▶ _SUPPLIED PASSAGE_

*** Block opens ***

Approach To Solve Issue In Mongo Collection While Adding New Attribute In Matillion ETL
Matillion uses the extraction-load-transformation (ELT) process to quickly deliver results for many data processing purposes, from user behavior to financial analysis and even reducing the amount of DNA material. MongoDB is a popular open-source document-oriented NoSQL (non-relational) database management system. It is designed to store and manage unstructured or semi-structured data, making it suitable for handling large volumes of diverse data types.
Additionally, MongoDB offers replication, which ensures data durability and fault tolerance by maintaining multiple copies of data across different servers. It also provides built-in support for geographic distribution and automatic data partitioning. MongoDB is widely used in modern web applications, data-intensive projects, and big data solutions. Its flexible data model, scalability, and ease of use make it a popular choice for developers working with complex and rapidly changing data.
What is MongoDB replication?
In simple terms, MongoDB replication is the process of creating a copy of the same data set on more than one MongoDB server. This can be achieved by using a replica set. A replica set is a group of MongoDB instances that maintain the same data set and pertain to any MongoDB process.
Replication enables database administrators to provide:
- Data redundancy
- High availability of data
Maintaining multiple MongoDB servers with the same data provides distributed access to the data while increasing the fault tolerance of the database by providing backups.
Additionally, replication can also be used as a part of load balancing, where read and write operations can be distributed across all the instances depending on the use case.
2 types of nodes in MongoDB
In MongoDB, there are two main types of nodes:
1. Primary Node: The primary node is the main node in a MongoDB replica set. It receives all write operations (inserts, updates, and deletes) from clients and replicates the changes to the secondary nodes in the replica set. The primary node also serves read operations when requested. There can be only one primary node in a replica set at any given time.
2. Secondary Node: Secondary nodes in a MongoDB replica are set to replicate the data from the primary node. They maintain a copy of the primary node's data by applying the replicated operations in the same order as the primary. Secondary nodes can serve read operations as well, but they cannot accept write operations directly from clients. In case the primary node fails or becomes unavailable, a secondary node can be elected as the new primary node through an automatic election process.
These primary and secondary nodes in a replica set provide fault tolerance and high availability by allowing automatic failover and data redundancy in MongoDB deployments.

*** Block closes ***

▶ _PROBLEMS AND TASKS_
1. Reproduce the part of the MongoDB replication page from "Approach To Solve" up to and including "diverse data types.".
2. According to the MongoDB replication page, how many primary nodes can a replica set have at any given time?
3. The MongoDB replication page names the kinds of write operations that the primary node receives from clients. List all of them.

▶ _DATA RECORDS_
*** Block opens ***

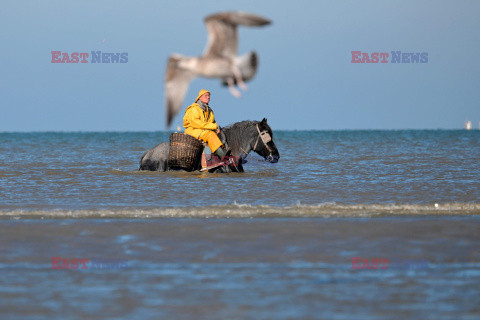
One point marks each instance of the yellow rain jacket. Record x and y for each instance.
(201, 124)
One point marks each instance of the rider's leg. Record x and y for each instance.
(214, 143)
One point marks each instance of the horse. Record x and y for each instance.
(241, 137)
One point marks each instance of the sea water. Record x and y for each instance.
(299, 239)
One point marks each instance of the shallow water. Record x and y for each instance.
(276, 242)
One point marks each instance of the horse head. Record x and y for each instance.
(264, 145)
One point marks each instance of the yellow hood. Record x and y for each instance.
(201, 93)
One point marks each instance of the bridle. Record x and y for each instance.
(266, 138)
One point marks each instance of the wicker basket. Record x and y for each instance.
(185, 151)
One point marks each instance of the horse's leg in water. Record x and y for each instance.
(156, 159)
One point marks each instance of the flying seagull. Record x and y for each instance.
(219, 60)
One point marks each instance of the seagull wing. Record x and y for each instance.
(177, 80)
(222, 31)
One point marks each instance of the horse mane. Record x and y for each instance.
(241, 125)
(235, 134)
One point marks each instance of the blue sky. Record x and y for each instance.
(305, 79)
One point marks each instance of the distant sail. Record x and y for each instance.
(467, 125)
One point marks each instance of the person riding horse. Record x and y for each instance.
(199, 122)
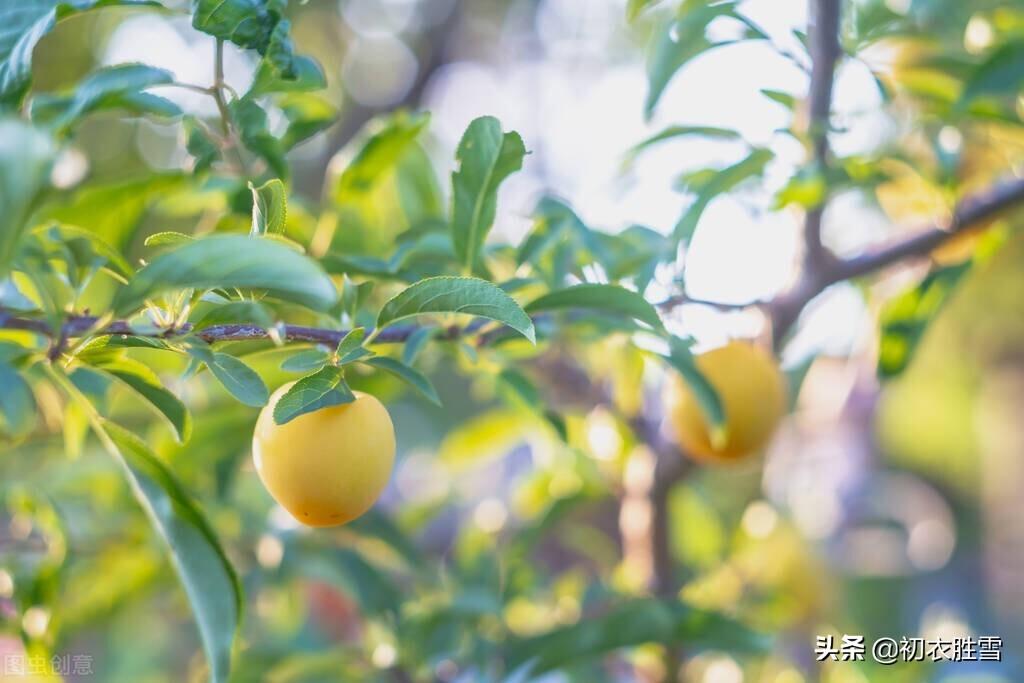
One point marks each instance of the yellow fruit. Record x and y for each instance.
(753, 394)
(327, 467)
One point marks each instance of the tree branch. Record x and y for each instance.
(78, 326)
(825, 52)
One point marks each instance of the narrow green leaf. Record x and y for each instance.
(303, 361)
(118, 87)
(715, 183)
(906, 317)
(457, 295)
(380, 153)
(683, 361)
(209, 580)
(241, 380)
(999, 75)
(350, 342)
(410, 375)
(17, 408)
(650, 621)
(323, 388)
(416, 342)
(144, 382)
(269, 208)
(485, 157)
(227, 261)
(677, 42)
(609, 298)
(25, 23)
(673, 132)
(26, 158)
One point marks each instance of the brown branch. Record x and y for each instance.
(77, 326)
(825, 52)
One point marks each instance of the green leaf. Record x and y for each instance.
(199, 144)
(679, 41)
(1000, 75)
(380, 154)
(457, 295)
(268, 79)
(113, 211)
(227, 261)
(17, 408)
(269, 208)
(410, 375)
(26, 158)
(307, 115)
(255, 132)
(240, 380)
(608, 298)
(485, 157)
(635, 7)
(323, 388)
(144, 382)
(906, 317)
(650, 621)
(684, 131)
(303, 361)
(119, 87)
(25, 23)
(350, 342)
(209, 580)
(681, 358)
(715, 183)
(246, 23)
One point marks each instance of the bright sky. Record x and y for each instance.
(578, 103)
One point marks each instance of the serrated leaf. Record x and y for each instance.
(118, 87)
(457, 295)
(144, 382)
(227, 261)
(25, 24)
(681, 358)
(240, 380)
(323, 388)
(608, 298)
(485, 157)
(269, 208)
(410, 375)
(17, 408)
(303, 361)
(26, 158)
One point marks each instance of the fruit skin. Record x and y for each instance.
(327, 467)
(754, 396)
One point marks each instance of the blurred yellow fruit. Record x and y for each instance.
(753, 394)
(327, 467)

*** Block closes ***

▶ _RESPONSE LIST_
1.
Approach To Solve Issue In Mongo Collection While Adding New Attribute In Matillion ETL
Matillion uses the extraction-load-transformation (ELT) process to quickly deliver results for many data processing purposes, from user behavior to financial analysis and even reducing the amount of DNA material. MongoDB is a popular open-source document-oriented NoSQL (non-relational) database management system. It is designed to store and manage unstructured or semi-structured data, making it suitable for handling large volumes of diverse data types.

2. Only one.

3. Inserts, updates, deletes